汉字(包括多音字)转换拼音和简码的处理

将汉字转换成拼音,由于汉字有多音字,所以转换拼音是让人很头疼的一个问题,我想到了一个解决这个问题的办法,就是将每个字的音节都读出来,然后进行拼音重组,这样总有一组拼音是正确的,然后在根据全文搜索技术,就能找到想要的记录了,本人不才自己写了个方法,贴出了,跟大家分享一下,希望多批评指正!!

using System;
using System.Collections.Generic;
using System.Linq;
using System.Text;
using Microsoft.International.Converters.PinYinConverter;

namespace ChineseConvertPinyin
{
    public class ChineseConvertPinyin
    {  
       /// 判断给定的字符串是否是全部有效的汉字
       /// </summary>
       /// <param name="chinesechar">给定的字符串</param>
       /// <returns>true给定的字符串全部是汉字,false给定的字符串中包含其他字符</returns>
        private bool IsValidChar(string chinesechar)
        {
            char[] validchar = chinesechar.ToCharArray();
            for (int i = 0; i < validchar.Length; i++)
            {
                if (!ChineseChar.IsValidChar(validchar[i]))
                {
                    return false;
                }
            }
            return true;
        }

        /// <summary>
        /// 获得字符串全拼(包含多音字功能)
        /// </summary>
        /// <param name="chinesechar">转换的字符串</param>
        /// <returns>0:给定的字符串中包含其他字符 ,其他:拼音(格式 全拼/全拼/全拼@简码,简码,简码)</returns>
        public string GetPinyinList(string chinesechar)
        {
            //判断给定字符串是否有非法的汉字
            if (!IsValidChar(chinesechar))
            {               
                return "0";//存在非法汉字
            }

            //获取每个汉字拼音列表
            List<System.Collections.ObjectModel.ReadOnlyCollection<string>> list = ToPinYin(chinesechar);

            //定义输出列表,用于存在最终拼写组合的结果
            List<string> listout = new List<string>();

            //重组拼音
            for (int i = 0; i < list.Count; i++)
· · · · ·
* _任务说明_:
根据这篇关于汉字转拼音的文档节选回答以下问题:
1. 为解决多音字问题,作者提出先把每个字的什么读出来,再做什么?
2. IsValidChar 方法返回 false 表示什么?
3. 给定字符串中有非法汉字时,GetPinyinList 方法返回什么?
请仅依据文档节选作答。
· · · · ·
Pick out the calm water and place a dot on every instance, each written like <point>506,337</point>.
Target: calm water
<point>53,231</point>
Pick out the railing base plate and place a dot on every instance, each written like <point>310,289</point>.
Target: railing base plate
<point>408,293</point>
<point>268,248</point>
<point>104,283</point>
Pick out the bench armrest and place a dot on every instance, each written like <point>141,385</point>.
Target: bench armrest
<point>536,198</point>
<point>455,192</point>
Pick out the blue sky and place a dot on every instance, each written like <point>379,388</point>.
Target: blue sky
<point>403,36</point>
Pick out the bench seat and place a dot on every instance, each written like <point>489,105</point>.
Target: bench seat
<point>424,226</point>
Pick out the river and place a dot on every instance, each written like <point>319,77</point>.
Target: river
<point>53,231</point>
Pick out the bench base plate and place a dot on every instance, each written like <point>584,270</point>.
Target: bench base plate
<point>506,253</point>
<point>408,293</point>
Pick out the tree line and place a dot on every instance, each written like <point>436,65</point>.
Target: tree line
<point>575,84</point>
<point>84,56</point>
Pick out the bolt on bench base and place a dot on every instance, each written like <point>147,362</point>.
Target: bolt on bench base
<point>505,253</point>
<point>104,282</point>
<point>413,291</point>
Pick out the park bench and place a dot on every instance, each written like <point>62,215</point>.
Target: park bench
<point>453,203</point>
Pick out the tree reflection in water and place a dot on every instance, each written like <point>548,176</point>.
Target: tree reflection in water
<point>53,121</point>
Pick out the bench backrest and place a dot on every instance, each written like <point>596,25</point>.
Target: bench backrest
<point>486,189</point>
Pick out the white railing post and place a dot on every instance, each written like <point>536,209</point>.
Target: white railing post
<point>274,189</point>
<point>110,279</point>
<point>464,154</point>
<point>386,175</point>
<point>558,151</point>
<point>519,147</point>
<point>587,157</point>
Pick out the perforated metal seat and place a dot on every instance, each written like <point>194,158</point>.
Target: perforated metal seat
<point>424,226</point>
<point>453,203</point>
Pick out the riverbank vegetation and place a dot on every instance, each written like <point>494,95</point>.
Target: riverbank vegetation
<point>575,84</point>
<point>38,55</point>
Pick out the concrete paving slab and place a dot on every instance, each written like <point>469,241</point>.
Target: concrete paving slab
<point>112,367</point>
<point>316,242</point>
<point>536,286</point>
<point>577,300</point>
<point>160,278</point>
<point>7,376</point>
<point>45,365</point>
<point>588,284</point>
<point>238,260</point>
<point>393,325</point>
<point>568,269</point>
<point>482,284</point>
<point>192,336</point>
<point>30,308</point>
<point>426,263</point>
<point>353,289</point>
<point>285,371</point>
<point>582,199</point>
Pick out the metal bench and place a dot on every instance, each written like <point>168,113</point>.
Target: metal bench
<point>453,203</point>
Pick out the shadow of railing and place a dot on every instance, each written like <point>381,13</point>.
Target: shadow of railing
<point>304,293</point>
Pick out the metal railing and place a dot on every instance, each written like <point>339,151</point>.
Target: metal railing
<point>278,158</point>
· · · · ·
* _解答_:
1. 先把每个字的音节都读出来,然后进行拼音重组。
2. 表示给定的字符串中包含其他字符。
3. 返回 "0"。